Top of LISTED ENTRIES

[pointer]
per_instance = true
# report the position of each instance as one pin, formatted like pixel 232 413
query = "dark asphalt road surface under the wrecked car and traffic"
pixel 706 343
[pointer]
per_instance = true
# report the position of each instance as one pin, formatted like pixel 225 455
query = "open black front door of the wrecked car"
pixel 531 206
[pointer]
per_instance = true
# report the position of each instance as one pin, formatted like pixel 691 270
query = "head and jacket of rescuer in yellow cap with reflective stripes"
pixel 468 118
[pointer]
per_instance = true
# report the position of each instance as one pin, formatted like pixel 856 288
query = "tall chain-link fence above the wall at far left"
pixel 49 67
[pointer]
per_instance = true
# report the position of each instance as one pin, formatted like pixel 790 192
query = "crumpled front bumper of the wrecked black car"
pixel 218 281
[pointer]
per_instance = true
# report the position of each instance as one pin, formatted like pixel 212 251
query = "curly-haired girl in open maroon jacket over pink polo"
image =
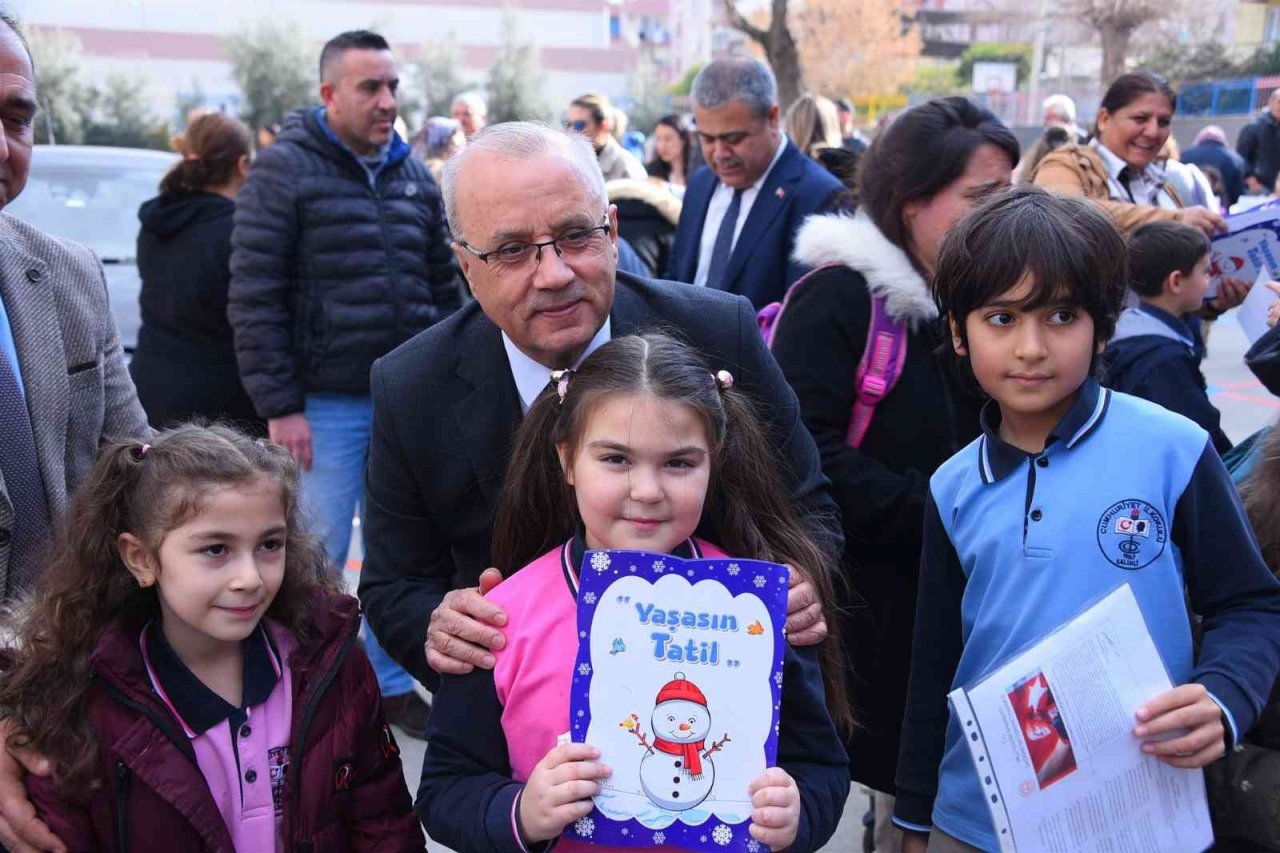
pixel 191 670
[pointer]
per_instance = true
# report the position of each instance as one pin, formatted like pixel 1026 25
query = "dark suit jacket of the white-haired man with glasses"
pixel 446 410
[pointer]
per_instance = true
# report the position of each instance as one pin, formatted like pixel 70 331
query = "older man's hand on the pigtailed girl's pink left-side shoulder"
pixel 461 633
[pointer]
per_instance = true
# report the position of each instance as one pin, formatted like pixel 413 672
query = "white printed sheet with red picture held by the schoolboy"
pixel 1052 736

Bottom of LISTED ENTRIES

EXERCISE DESCRIPTION>
Return every entry of the data above verbatim, with no images included.

REPLY TO THE TASK>
[pointer]
per_instance = true
# report the position of each instance as one pin, formatted like pixel 232 413
query = "dark asphalt road surface under the wrecked car and traffic"
pixel 706 343
[pointer]
per_instance = true
# report the position of each instance as one pin, formatted like pixel 225 455
query = "open black front door of the wrecked car"
pixel 531 206
[pointer]
per_instance = true
# report the position of each instance as one pin, formatted like pixel 691 270
query = "head and jacket of rescuer in yellow cap with reflective stripes"
pixel 468 118
[pointer]
per_instance = true
# report the position of each instance as one pin, formatted like pixel 856 288
query = "tall chain-link fence above the wall at far left"
pixel 49 67
[pointer]
per_instance = true
# report the position of each instance as one pin, formatted like pixel 790 192
query = "crumpled front bumper of the wrecked black car"
pixel 218 281
[pointer]
per_instance = true
# report the position of each instance as one pin, formatted like pixel 212 251
query = "curly-haired girl in open maroon jacket over pink polo"
image =
pixel 191 670
[pointer]
per_instance = true
# report the position of each instance as one pin, formatted like pixel 1026 25
query = "dark suit jacket of the white-haired man with glasses"
pixel 446 410
[pointer]
per_instance = true
# report the position of each instance as one pin, formatted like pixel 70 331
query = "older man's hand on the pigtailed girl's pink left-side shoulder"
pixel 461 633
[pointer]
per_instance = true
# report the position of each instance as one pin, formatted like pixel 413 672
query = "white printed sheet with red picture held by the schoolboy"
pixel 1052 736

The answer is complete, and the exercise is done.